*What to produce*.
From the line that includes "the red barn" to the last line of the data, quote each line precisely; both boundary lines belong in the answer.

(Records excerpted from a collection)
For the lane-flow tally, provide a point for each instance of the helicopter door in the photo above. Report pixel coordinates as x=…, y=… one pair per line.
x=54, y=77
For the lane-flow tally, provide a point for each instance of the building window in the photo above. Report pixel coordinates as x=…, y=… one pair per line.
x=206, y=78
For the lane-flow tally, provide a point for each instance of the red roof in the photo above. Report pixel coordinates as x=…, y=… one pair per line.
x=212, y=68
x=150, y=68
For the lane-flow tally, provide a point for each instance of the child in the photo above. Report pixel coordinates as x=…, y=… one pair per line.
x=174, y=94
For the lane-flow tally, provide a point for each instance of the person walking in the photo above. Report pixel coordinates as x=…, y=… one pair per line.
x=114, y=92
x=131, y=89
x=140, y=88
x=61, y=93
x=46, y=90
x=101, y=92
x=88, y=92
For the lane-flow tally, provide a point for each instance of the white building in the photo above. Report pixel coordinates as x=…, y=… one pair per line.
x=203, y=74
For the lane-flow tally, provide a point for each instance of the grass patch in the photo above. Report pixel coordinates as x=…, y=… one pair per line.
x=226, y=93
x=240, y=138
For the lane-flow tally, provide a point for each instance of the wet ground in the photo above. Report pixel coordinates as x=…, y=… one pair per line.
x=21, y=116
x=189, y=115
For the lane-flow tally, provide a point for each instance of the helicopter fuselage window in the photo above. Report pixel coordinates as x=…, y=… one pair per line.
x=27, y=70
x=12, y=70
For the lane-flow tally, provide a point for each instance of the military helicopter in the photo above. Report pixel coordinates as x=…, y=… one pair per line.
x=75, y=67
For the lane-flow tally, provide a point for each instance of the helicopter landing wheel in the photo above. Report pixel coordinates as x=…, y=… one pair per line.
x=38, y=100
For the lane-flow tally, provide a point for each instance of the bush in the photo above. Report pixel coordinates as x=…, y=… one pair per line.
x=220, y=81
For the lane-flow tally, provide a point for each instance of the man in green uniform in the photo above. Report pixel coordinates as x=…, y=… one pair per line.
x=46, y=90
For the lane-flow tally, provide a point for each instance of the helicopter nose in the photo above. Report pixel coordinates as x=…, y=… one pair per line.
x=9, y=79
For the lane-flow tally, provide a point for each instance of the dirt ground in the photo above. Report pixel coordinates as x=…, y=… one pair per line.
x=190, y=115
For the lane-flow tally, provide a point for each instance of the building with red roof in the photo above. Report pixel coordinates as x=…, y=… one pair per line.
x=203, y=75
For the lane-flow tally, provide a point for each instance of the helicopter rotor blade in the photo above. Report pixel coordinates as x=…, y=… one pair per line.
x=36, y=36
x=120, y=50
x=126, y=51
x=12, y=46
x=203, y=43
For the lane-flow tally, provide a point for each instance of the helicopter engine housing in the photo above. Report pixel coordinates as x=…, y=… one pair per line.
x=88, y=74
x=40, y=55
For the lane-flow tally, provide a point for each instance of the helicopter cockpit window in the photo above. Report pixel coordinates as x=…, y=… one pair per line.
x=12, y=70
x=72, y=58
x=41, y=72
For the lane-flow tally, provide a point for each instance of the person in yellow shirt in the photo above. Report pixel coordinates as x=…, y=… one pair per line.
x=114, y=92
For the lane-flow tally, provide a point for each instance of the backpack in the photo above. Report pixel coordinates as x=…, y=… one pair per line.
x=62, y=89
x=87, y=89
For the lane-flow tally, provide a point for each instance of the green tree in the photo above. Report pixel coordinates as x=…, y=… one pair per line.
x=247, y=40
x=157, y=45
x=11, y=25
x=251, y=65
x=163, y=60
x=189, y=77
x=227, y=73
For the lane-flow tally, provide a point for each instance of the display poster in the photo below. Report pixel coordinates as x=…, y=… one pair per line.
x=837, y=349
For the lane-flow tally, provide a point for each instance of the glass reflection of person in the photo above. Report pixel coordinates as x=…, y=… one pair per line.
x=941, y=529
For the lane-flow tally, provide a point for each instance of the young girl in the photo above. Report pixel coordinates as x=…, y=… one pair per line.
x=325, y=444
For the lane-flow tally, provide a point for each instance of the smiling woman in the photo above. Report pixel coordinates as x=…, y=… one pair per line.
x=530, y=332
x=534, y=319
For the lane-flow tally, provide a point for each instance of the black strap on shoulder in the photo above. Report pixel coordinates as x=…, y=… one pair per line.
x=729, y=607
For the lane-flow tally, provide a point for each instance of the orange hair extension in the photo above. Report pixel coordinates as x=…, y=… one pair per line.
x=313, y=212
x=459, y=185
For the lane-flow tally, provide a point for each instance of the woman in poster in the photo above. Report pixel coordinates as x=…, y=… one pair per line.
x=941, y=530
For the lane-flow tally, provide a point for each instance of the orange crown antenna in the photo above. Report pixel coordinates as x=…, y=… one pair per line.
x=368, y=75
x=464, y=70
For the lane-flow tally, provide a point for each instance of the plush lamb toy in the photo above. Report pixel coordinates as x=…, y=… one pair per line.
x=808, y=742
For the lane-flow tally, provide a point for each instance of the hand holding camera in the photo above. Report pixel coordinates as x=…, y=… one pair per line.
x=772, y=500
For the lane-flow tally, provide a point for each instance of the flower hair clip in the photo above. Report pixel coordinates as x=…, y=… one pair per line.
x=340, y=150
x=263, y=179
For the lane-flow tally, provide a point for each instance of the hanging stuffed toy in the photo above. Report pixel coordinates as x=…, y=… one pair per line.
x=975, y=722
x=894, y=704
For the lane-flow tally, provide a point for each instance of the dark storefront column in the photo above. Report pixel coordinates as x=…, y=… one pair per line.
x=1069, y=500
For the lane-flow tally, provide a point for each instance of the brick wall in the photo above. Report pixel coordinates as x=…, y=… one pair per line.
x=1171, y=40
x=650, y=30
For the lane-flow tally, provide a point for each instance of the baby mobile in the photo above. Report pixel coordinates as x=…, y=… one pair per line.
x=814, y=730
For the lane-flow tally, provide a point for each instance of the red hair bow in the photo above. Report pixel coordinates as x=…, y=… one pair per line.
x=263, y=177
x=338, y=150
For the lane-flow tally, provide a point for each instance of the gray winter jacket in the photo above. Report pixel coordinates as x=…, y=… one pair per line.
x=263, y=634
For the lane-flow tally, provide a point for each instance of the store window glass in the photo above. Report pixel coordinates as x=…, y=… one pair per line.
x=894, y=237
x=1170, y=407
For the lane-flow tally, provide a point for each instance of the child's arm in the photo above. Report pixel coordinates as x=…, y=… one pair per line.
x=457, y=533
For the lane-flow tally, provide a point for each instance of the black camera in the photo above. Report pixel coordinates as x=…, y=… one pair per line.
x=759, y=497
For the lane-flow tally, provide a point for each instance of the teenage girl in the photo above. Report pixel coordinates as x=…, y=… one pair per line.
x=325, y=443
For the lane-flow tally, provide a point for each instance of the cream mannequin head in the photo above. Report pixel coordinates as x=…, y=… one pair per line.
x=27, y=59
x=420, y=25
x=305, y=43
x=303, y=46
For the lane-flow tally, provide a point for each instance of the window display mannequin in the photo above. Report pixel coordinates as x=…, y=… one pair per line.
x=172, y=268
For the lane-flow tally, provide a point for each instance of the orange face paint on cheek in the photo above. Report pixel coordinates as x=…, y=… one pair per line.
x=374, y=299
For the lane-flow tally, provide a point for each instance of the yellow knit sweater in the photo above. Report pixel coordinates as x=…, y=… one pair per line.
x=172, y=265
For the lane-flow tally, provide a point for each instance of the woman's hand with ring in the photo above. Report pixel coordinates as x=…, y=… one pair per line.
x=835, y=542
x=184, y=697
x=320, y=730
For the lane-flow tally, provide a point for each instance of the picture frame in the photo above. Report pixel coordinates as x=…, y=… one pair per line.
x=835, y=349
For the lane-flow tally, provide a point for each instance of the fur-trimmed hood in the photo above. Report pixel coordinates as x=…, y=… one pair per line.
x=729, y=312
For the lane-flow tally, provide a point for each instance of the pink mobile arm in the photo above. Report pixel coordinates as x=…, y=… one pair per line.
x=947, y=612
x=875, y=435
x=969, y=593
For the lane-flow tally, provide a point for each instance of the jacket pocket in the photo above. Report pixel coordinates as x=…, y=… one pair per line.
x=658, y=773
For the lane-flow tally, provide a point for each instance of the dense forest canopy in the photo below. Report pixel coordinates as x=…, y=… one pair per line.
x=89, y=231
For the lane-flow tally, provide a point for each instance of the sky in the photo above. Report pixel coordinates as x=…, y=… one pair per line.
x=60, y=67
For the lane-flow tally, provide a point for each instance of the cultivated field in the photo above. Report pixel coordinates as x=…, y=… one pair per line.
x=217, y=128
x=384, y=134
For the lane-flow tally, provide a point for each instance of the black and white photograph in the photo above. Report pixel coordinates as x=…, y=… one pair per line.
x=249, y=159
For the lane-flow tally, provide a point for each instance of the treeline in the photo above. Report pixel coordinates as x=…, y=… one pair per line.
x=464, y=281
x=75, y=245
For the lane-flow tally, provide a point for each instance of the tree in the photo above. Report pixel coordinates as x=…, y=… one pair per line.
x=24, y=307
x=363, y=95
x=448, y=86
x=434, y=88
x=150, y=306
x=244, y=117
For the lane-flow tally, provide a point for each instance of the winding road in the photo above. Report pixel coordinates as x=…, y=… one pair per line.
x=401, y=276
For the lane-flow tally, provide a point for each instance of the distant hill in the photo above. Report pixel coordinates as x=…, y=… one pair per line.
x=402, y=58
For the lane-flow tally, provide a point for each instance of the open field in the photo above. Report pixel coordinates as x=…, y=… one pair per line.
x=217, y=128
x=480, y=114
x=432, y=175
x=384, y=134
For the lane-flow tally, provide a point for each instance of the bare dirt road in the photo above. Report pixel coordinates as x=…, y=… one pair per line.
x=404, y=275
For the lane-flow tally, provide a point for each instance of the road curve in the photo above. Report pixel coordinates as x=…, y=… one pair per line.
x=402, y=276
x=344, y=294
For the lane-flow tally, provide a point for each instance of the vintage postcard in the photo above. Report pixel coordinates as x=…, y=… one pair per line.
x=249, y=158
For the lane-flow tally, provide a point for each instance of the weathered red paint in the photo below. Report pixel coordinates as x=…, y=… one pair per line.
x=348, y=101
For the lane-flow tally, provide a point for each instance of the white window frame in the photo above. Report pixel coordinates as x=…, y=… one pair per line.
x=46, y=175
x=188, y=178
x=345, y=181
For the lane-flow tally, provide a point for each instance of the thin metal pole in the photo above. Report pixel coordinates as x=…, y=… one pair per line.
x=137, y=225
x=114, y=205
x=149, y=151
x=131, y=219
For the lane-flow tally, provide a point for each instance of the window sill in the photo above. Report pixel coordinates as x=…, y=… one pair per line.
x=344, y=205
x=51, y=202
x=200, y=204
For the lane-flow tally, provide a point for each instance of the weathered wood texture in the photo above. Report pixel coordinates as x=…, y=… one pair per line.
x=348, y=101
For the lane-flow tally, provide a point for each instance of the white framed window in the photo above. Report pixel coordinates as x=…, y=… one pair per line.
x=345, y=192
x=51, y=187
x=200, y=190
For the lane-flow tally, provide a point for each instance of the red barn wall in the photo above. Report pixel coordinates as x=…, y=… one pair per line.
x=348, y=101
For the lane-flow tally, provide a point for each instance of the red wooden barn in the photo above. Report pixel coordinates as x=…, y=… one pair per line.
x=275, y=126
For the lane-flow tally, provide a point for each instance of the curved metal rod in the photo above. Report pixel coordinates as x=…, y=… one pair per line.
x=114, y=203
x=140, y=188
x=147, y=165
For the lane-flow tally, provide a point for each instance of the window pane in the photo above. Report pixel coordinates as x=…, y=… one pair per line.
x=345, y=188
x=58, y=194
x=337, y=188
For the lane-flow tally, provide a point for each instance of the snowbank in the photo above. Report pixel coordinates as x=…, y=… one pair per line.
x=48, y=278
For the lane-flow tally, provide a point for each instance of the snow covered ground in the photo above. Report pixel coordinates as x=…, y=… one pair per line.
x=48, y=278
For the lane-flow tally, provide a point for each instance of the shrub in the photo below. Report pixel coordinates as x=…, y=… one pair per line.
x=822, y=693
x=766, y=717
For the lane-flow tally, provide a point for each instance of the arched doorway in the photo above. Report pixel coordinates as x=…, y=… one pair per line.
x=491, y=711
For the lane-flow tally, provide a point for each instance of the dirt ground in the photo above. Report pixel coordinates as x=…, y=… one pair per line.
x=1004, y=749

*Solution for this exercise*.
For the lane-flow tally, provide a point for each instance of the red barn wall in the photo above. Report pixel coordinates as x=…, y=… one pair per line.
x=348, y=101
For the lane-flow tally, provide a point for each instance of the red wooden barn in the photo above. Report pixel coordinates as x=…, y=… one pair per line.
x=275, y=126
For the lane-flow tally, provide a point for each instance of the curved metal rod in the photo above. Report pixel coordinates as x=…, y=… one pair per line.
x=114, y=203
x=140, y=188
x=147, y=165
For the lane-flow tally, provide a point for each instance of the window pane in the photo above. Report pixel coordinates as x=…, y=… one pair per line.
x=345, y=188
x=58, y=194
x=337, y=188
For the lane-flow tally, provide a point for each instance of the snowbank in the photo above. Report pixel coordinates as x=…, y=… one pair per line.
x=48, y=278
For the lane-flow tally, provide a point for each instance of the snow covered ground in the photo above. Report pixel coordinates as x=…, y=… one pair per line.
x=48, y=278
For the lane-flow tally, provide a point for each instance of the shrub in the photo below. Report pixel coordinates as x=…, y=… one pair per line.
x=822, y=693
x=766, y=717
For the lane-flow tally, provide a point for each instance of the arched doorway in the photo above. Report pixel coordinates as x=…, y=… one pair per line.
x=491, y=711
For the lane-flow tally, provide a point for each instance of the dirt ground in the photo above. Report pixel coordinates as x=…, y=… one pair per line.
x=1004, y=749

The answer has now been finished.